● Passage
start
The D50 class is an old class of 2-8-0 steam locomotives built for the New South Wales Government Railways of Australia.

History

The first was delivered in May 1896 by Beyer, Peacock and Company with further orders over the next 20 years seeing the class number 280. Their second and third coupled wheel tyres were flangeless to reduce curve friction.

During the First World War, an additional 10 locomotives of this class were under construction at the North British Locomotive Company, but these types of engines were not delivered to Australia, being taken over by the British War Office for the Royal Engineers Railway Operating Division. After the war, they were offered back to the New South Wales Government Railways at higher than new prices and in a badly worn condition. They were declined and 8 locomotives were subsequently acquired by the  in Belgium and, following rebuilding, assigned to work coal trains along the Meuse Valley. The 2 other locomotives were acquired by S.A. Force, Eclairage et Docks de Gand in Ghent, Belgium.

The Commonwealth Railways also chose this design to be its first goods locomotive class, building eight K-class engines, for the Trans-Australian Railway.

The last 75 engines were built with superheaters and after being judged a success many of the class were retrofitted. Many engines of the class received turret type tenders in later years which provided better visibility when operating in reverse.

In the 1930s, 72 engines were withdrawn and after being used during the load testing of the Sydney Harbour Bridge in 1932 with most of these locomotives being later scrapped, although 14 engines were rebuilt with superheaters and returned to service. By mid-1964 there were only 113 engines left in service with the class of these kinds of engines by now normally restricted to working coal trains in the Hunter Valley and shunting duties in the larger marshalling yards throughout the system.  Several of these heavy shunters were fitted with automatic couplings on the front buffer beam from 1960 onwards.
end
● Data shown
start
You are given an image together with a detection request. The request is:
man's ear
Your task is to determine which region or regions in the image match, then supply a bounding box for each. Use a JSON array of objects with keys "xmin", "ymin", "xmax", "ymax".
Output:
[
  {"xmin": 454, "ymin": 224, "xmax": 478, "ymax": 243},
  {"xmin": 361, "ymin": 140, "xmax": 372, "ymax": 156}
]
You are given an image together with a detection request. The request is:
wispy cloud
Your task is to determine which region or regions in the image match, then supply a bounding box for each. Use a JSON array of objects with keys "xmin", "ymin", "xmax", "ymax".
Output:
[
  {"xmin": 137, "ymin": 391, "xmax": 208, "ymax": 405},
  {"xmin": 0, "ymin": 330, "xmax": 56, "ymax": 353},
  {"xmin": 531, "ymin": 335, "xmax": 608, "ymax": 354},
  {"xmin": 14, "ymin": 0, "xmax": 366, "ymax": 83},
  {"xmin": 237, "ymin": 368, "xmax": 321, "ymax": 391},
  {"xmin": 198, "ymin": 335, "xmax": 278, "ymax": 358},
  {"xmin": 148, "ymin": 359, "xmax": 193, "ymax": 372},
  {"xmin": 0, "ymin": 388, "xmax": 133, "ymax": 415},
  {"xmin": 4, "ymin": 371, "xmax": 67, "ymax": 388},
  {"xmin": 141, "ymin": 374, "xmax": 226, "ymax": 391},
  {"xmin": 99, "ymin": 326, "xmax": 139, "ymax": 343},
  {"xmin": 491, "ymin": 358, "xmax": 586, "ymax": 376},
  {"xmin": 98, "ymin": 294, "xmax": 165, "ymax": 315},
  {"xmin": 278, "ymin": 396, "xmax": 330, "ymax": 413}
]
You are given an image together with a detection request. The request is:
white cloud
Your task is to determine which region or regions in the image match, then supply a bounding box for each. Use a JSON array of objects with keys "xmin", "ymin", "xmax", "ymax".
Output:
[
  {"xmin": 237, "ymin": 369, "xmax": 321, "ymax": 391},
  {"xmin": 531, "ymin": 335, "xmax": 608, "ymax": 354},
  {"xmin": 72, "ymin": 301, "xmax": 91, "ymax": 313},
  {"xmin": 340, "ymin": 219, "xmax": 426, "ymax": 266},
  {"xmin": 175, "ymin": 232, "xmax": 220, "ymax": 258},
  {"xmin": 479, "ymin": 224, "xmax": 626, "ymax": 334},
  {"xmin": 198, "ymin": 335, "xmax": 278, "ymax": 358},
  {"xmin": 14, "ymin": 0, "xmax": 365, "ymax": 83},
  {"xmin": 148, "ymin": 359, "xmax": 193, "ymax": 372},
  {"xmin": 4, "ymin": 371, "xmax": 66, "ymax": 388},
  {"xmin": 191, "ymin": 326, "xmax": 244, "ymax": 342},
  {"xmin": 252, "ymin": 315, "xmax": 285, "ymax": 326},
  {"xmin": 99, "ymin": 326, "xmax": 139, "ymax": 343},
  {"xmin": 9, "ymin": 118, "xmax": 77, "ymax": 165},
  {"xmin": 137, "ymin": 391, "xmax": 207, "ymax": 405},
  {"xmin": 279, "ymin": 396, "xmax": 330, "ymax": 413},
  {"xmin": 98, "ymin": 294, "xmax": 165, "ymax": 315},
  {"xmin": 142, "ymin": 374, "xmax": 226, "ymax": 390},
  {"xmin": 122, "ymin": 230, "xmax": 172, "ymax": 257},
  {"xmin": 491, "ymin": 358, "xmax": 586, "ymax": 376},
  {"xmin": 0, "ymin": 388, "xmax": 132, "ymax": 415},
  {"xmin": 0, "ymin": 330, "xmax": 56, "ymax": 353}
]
end
● Problems
1. In the D50 class history, why were the second and third coupled wheel tyres made flangeless?
2. Continue the D50 class locomotive history from the point where it stops.

● Outputs by task
1. To reduce curve friction.

2.
5069 and 5132 are both preserved by Dorrigo Steam Railway and Museum at Dorrigo. 5069 and 5132 were 2 engines of the 88 locomotives used to test the Sydney Harbour Bridge before it opened.  5069 is still in its original saturated condition whilst 5132 is the only superheated 50 class engine preserved and is also fitted with the only preserved Morts Dock tender.  5096 is also a saturated version and is currently stored at Broadmeadow. 5112, also in saturated condition, was cosmetically restored at the Lithgow State Mine Heritage Park & Railway between 2005 and 2010 before being placed on static display at Bathurst; this locomotive is known as the "Chifley Engine" as it was regularly driven by future Prime Minister of Australia Ben Chifley before he entered politics. Four engines are preserved.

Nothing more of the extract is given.